• **Problem requirements**: All lines in the data below carrying the string "kitchen" are to be located and copied.
START Provided material
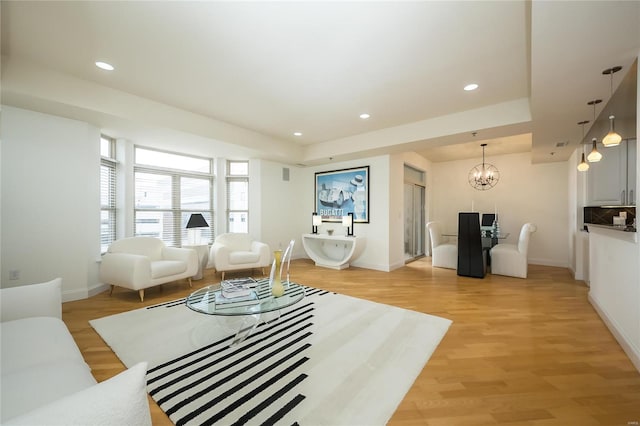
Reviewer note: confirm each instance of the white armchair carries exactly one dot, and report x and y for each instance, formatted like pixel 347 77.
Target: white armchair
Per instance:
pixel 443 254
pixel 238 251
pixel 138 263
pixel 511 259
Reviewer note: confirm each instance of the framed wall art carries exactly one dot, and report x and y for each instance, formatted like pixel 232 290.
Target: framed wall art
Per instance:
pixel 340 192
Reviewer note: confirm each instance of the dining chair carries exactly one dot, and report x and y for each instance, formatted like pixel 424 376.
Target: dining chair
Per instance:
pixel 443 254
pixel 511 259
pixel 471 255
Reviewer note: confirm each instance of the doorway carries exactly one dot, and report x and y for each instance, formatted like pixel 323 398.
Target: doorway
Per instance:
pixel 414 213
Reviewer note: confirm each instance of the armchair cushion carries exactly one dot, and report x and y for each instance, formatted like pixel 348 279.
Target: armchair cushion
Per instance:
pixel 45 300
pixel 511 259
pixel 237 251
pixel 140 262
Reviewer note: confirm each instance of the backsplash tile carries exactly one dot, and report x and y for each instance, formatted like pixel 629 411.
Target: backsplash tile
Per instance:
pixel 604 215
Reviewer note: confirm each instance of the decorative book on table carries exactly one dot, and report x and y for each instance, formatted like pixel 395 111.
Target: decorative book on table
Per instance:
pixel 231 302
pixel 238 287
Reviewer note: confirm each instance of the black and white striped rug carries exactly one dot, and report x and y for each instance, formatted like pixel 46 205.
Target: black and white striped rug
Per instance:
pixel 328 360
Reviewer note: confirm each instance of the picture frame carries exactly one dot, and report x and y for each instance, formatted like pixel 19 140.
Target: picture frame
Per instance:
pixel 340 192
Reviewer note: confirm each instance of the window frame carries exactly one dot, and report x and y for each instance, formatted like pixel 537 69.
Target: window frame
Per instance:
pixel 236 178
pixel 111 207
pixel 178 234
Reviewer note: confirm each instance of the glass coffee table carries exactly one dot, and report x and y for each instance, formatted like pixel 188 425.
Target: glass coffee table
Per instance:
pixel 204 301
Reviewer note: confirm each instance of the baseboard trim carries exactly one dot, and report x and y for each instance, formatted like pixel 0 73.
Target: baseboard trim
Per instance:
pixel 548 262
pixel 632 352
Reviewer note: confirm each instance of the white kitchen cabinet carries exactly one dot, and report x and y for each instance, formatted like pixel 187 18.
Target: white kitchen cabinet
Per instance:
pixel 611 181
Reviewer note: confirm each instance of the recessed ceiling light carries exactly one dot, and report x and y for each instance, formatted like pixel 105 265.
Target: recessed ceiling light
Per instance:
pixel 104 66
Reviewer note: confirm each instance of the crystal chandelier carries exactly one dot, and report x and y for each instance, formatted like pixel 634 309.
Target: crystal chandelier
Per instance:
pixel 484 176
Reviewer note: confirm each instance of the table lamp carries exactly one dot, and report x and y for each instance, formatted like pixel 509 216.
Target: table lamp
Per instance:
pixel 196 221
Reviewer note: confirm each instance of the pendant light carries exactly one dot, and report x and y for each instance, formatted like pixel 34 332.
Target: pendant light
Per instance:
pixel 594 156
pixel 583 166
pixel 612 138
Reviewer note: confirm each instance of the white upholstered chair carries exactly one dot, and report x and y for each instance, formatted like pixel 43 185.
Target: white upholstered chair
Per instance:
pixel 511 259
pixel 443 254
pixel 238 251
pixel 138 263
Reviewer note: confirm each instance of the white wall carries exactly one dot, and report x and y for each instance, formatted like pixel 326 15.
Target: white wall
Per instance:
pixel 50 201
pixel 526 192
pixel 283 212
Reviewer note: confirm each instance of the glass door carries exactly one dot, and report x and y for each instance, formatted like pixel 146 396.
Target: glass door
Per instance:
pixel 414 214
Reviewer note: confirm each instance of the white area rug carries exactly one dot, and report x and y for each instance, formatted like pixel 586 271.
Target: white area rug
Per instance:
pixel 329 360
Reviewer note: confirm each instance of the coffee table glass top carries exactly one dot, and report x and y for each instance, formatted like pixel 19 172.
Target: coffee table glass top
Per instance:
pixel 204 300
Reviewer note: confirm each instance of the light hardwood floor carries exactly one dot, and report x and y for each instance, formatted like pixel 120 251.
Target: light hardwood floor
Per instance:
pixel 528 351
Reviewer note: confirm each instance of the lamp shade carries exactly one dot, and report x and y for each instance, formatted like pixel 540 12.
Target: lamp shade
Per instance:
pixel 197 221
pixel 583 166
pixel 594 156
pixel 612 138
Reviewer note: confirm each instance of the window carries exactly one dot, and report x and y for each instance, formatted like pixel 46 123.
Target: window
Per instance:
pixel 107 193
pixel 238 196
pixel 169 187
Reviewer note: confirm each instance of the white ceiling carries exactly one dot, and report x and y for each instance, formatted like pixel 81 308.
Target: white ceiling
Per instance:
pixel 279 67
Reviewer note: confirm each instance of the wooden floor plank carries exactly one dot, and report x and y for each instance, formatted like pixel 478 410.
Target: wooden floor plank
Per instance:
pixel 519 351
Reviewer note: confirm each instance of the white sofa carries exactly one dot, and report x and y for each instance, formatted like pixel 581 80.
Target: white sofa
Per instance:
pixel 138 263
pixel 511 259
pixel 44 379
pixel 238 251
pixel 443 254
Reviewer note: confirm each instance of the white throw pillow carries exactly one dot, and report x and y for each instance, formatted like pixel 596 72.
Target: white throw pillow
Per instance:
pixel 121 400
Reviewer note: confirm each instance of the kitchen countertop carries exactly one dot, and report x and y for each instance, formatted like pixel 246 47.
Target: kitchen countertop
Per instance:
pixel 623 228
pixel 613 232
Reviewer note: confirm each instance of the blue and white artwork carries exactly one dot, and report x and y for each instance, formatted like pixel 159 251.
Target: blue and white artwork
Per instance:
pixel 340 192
END Provided material
START Provided material
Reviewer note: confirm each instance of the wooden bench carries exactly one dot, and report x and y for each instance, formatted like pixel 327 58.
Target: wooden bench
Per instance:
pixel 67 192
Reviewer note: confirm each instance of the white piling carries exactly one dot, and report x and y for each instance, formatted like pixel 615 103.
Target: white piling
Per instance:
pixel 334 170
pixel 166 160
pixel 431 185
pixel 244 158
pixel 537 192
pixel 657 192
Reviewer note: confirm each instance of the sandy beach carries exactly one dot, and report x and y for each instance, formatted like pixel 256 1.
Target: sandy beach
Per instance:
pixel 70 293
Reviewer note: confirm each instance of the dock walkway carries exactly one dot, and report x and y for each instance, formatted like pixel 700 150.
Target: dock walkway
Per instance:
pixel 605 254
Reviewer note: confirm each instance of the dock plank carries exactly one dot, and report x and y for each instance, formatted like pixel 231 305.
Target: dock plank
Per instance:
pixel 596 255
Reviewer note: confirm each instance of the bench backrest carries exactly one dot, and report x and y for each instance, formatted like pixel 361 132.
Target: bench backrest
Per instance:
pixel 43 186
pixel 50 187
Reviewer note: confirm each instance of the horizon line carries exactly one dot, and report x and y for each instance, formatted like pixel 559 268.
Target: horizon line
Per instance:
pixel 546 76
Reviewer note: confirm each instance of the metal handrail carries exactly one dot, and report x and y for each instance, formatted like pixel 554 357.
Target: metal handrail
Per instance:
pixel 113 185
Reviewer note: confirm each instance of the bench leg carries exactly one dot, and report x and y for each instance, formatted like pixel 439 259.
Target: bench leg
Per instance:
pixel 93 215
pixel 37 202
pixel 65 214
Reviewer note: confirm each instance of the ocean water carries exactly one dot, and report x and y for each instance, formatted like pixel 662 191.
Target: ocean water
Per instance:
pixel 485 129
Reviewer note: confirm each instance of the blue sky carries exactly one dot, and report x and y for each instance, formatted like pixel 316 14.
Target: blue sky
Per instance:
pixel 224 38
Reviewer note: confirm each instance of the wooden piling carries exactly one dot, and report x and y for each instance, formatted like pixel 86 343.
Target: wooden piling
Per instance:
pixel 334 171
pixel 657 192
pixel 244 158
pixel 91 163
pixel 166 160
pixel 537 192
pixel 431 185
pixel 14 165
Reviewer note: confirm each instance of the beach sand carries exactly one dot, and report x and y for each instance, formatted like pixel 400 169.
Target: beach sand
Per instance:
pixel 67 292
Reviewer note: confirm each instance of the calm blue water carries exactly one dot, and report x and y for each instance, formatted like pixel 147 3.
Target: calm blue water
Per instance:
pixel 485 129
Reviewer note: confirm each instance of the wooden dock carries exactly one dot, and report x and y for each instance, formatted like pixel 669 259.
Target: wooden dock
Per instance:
END Provided material
• **Task answer**:
Reviewer note: confirm each instance of the white kitchen cabinet carries exactly one dot, and report x and y for each instance, formatted like pixel 187 18.
Target: white kitchen cabinet
Reviewer note: confirm each instance of the kitchen countertop carries exactly one dot, and report x and y for each instance, formatted like pixel 246 47.
Target: kitchen countertop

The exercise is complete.